Architecture & Implementation: Modular TorchScript graph pipelines
- Designed and implemented the entire Python codebase from scratch, building a modular, fault‑tolerant pipeline framework that decouples TorchScript‑serialized models per CT/CTA study, each with its own preprocessing, postprocessing, and multi‑level collation stages.
- Introduced a custom process‑graph / conditional‑subgraph abstraction with node‑level logging, benchmarking, and multiprocessing, allowing independent steps to run in parallel, with clear failure tracebacks and automatic merging of longest‑common‑prefix graphs to deduplicate shared processing.
- Ensured backward compatibility so existing models and legacy pipelines continue to run unchanged, while new models can be plugged into the same modular framework without disrupting production.
- Implemented output caching and database‑backed persistence for intermediate and final results, keeping outputs serializable and memory‑efficient to respect RAM limits on large CT scans.
Configuration Management & Safety: Nested Pydantic configs, backward compatible
- Architected a nested Pydantic‑based client‑configuration schema that strictly validates model selection, thresholds, routing, and reporting rules, making it effectively impossible to persist invalid configurations in the database.
- Migrated all existing client configs into the new structure, validating them and enforcing a standardized, modular config format where all clients share a common base schema plus optional, explicit customizations.
- Passed model outputs at every collation stage through Pydantic model classes as an additional safety and consistency check, even though the code path already guarantees correct types in 99.99% of cases.
Quality, Testing, and Tooling: 2k+ tests, enforced pre-commit + CI
- Built >2,000 unit and integration tests using pytest (with parameterization), including end‑to‑end tests for every model pipeline on real data and collation‑level tests on real outputs, raising coverage from 22% to 91%.
- Enforced a high‑quality development workflow with Black, isort, Flake8, and pyupgrade, all wired into pre‑commit hooks so every contributor follows the same style and linting rules.
- Integrated with GitHub Actions (for CODEOWNERS and review ownership of the R&D code) and Jenkins (for build, test, and deployment pipelines managed by engineering), and worked with QA/engineering teams who run additional regression and golden‑case tests before productizing new models.
- Documented the codebase with Google‑style docstrings, type hints, and graph visualizations of the processing pipelines to make behavior transparent for both engineers and non‑R&D stakeholders.
Reliability, Monitoring, and Impact: Resource benchmarking, Slack alerts, < 2 incidents
- Performed extensive benchmarking under multiprocessing to ensure that total CPU, GPU, and RAM usage stays within safe limits; added failsafes and graceful‑degradation paths for resource‑related failures.
- Enabled Slack‑based alerting (implemented with the engineering and business‑integrations teams) for errors, weekly volume metrics, and other key product KPIs.
- Reduced end‑to‑end CT/CTA turnaround time by 57%, cut new‑model integration time from ~8 days to ~1 day, and achieved zero configuration‑related failures with only two processing‑pipeline issues in two years, both resolved in ≤2 days (vs. ~14 days previously).
Collaboration & Leadership: Sole R&D owner → mentor, cross-org standards
- Served as the sole R&D owner for the production pipeline, then transitioned into a mentorship and review role after knowledge transfer, as additional engineers began contributing to the codebase.
- Standardized pre‑commit and testing practices for all technical contributors working on this product, driving a company‑wide uplift in code quality for this area.
- Collaborated closely with the product’s engineering lead, core engineering team, and business‑integrations team to align interfaces, deployment strategy, monitoring, and operational processes.

- _INFORMATION_

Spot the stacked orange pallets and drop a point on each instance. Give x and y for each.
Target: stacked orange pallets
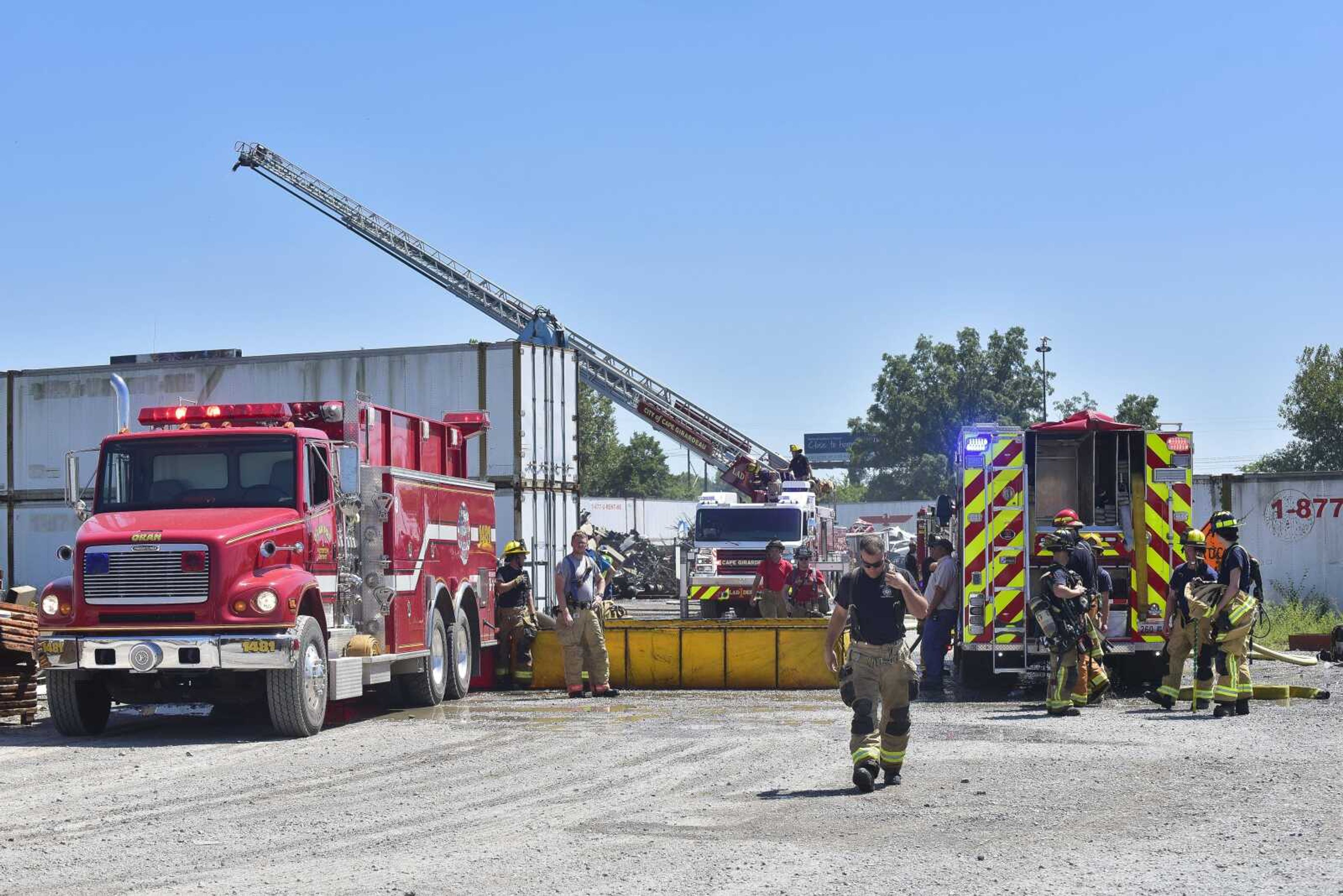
==
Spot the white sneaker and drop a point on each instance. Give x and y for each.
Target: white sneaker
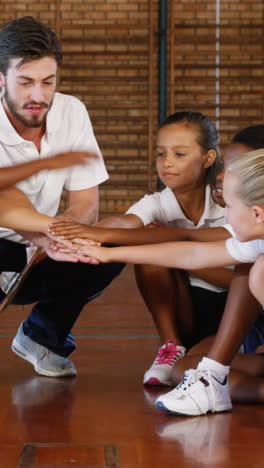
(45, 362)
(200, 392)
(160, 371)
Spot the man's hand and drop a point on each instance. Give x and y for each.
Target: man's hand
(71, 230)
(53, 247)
...
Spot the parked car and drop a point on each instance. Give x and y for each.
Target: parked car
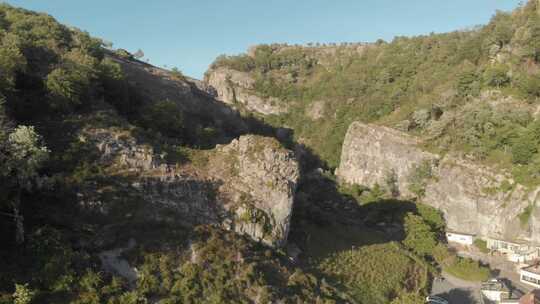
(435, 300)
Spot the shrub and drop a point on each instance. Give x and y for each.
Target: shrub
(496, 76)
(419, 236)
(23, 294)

- _WORK TO BE COMPLETED_
Reproduce verbatim the passage of the pipeline summary above, from "- Implemented output" to "large CT scans.".

- _SOLUTION TO THE EXERCISE_
- Implemented output caching and database‑backed persistence for intermediate and final results, keeping outputs serializable and memory‑efficient to respect RAM limits on large CT scans.